-- Directive --
Render every line of the listing below as a numbered list, omitting any blank lines.
## begin Entries supplied
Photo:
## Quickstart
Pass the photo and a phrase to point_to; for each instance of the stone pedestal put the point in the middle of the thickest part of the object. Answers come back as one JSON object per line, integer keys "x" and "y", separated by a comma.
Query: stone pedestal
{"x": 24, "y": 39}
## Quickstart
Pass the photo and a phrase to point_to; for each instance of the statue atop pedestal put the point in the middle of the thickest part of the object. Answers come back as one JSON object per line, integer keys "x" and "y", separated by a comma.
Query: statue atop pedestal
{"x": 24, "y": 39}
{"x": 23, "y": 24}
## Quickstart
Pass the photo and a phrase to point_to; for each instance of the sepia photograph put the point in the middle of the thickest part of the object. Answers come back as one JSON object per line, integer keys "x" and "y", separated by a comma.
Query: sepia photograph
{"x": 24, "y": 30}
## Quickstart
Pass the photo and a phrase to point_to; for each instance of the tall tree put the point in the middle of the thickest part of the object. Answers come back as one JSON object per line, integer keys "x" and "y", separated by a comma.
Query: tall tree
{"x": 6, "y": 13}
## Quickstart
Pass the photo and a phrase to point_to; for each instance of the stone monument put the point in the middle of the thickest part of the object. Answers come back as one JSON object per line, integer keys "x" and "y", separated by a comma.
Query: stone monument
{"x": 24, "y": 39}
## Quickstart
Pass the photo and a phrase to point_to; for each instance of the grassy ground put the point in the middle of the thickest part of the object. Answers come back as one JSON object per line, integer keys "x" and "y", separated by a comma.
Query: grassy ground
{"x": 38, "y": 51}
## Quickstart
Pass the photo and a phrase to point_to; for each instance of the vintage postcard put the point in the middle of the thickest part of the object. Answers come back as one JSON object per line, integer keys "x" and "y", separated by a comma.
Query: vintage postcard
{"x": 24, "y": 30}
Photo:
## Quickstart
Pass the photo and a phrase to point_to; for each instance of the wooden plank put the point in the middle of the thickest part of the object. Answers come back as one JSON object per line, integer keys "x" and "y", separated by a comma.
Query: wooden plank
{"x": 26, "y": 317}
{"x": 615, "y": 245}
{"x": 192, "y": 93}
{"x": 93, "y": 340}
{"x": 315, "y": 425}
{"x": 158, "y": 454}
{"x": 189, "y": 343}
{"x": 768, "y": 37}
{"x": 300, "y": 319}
## end Entries supplied
-- The result --
1. Photo:
2. ## Quickstart
3. Pass the photo and a phrase to point_to; for each instance of the stone pedestal put the point in the middle of the thickest part of the object. Answers come back as one JSON object per line, integer keys "x" and "y", separated by a comma.
4. Query: stone pedestal
5. {"x": 24, "y": 39}
6. ## Quickstart
7. Pass the photo and a phrase to point_to; for each instance of the statue atop pedestal put the point in the middle of the thickest part of the object. Answers come back as one JSON object per line, integer keys "x" and "y", separated by a comma.
8. Query: statue atop pedestal
9. {"x": 24, "y": 39}
10. {"x": 23, "y": 24}
11. ## Quickstart
12. Pass the photo and a phrase to point_to; for each instance of the sepia photograph put the point in the middle of the thickest part of the object. Answers come back as one JSON object per line, integer keys "x" and "y", separated by a comma.
13. Query: sepia photograph
14. {"x": 24, "y": 30}
15. ## Quickstart
16. Pass the photo and a phrase to point_to; for each instance of the tall tree put the point in the middle of the thickest part of the object. Answers come back as one JSON object per line, integer keys "x" and "y", separated by a comma.
17. Query: tall tree
18. {"x": 6, "y": 13}
19. ## Quickstart
20. Pass the photo and a phrase to point_to; for each instance of the stone monument put the point in the middle of the thickest part of the object. Answers come back as one JSON object per line, integer keys "x" and "y", separated by a comma.
21. Query: stone monument
22. {"x": 24, "y": 39}
23. ## Quickstart
24. Pass the photo and a phrase to point_to; for each instance of the grassy ground put the point in the middle of the thickest part of the object. Answers come back as one JSON object per line, integer keys "x" and "y", separated by a comma.
25. Query: grassy ground
26. {"x": 38, "y": 51}
27. ## Quickstart
28. Pass the photo and a phrase to point_to; for each instance of the vintage postcard put the point in the middle of the thickest part of the object. Answers come back as one JSON object per line, integer keys "x" and "y", separated by a comma.
29. Query: vintage postcard
30. {"x": 24, "y": 30}
31. Photo:
32. ## Quickstart
33. Pass the photo and a phrase to point_to; for each instance of the wooden plank put the point in the middle of the thickest part of the object. Answers come back as one JSON object per line, integer keys "x" and "y", separated by a comma.
34. Query: wooden plank
35. {"x": 26, "y": 317}
36. {"x": 615, "y": 245}
37. {"x": 192, "y": 93}
38. {"x": 93, "y": 340}
39. {"x": 315, "y": 425}
40. {"x": 158, "y": 454}
41. {"x": 189, "y": 343}
42. {"x": 768, "y": 37}
43. {"x": 300, "y": 319}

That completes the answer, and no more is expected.